### TEXTO EXTRAÍDO
▬▬▬▬▬▬

Al otro lado de la cordillera, la derecha y su maquinaria mediática también se imponen en la tan mentada batalla cultural. Hace unos días, más de 60 organizaciones sociales y de derechos humanos chilenas advirtieron que “se intenta imponer un relato negativo del estallido social, calificándolo de ´estallido delictual´ para deslegitimar toda forma de protesta y estigmatizar a quienes participaron”.

Consultada por Tiempo, Doris González, coordinadora del espacio de mujeres ENAMUP e integrante del comité central del Frente Amplio, analiza que esto “tiene que ver también con cierto hastío de la sociedad porque las demandas no han sido satisfechas. Fuimos millones en las calles reclamando mejores pensiones, salud digna, educación, vivienda de calidad y mayor justicia social y después de cinco años no ha pasado nada, entonces el fenómeno de la baja aprobación tiene que ver con esa desazón”.

La narrativa que criminaliza aquel ciclo de lucha callejero se complementa con la invisibilización de la represión que, durante esos meses, dejó 34 muertes, unos 3.500 heridos y más de 400 personas con trauma ocular severo.

Según un informe de Amnistía Internacional, de los 10.142 casos que se abrieron por violencia policial, solo el 0,42 % de las investigaciones concluyeron. Para Rodrigo Bustos, su director ejecutivo, “fueron las más graves violaciones a los DDHH cometidas desde el fin de la dictadura”.

El comunicado de las organizaciones responsabiliza al presidente Gabriel Boric de “desestimar su compromiso de realizar una reforma profunda de Carabineros, respaldando además férreamente a su Director General, Ricardo Yáñez Reveco, imputado en numerosos procesos judiciales”.

▬▬▬▬▬▬

### INSTRUCCIONES DE TRABAJO
¿Puedes reproducir del texto sobre el estallido social en Chile el fragmento que va desde "La narrativa que" hasta "trauma ocular severo."?

▬▬▬▬▬▬

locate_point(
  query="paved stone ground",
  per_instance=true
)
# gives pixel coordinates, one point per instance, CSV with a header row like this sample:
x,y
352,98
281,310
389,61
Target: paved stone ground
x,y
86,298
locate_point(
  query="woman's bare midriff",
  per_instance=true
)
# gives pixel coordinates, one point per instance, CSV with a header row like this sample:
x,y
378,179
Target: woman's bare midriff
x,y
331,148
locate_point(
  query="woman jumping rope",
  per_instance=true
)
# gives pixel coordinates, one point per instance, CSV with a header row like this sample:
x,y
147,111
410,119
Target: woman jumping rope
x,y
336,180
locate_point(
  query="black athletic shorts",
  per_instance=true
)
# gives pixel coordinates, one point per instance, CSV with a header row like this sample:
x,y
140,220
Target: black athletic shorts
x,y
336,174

▬▬▬▬▬▬

### RESULTADO DE LA TAREA
La narrativa que criminaliza aquel ciclo de lucha callejero se complementa con la invisibilización de la represión que, durante esos meses, dejó 34 muertes, unos 3.500 heridos y más de 400 personas con trauma ocular severo.